Set exercise: Change "instance" to "occurrence" in the lines running from the start of the items through the line that contains "A sample of", and give those lines again with all else unchanged.
==== Data for the task ====
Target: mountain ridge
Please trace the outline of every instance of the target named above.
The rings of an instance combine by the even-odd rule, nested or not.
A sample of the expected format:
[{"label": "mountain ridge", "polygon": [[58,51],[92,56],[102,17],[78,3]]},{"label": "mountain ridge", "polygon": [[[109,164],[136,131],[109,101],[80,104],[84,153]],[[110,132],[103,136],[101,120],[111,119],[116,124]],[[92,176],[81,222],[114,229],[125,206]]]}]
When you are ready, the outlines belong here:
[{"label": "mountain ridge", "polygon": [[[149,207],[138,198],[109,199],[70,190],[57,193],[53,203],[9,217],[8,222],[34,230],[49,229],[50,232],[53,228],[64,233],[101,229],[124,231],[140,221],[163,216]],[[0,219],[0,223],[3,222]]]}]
====
Reply:
Target: mountain ridge
Please trace the outline of every occurrence of the target named above.
The rings of an occurrence combine by the even-odd rule, nested or not.
A sample of the expected format:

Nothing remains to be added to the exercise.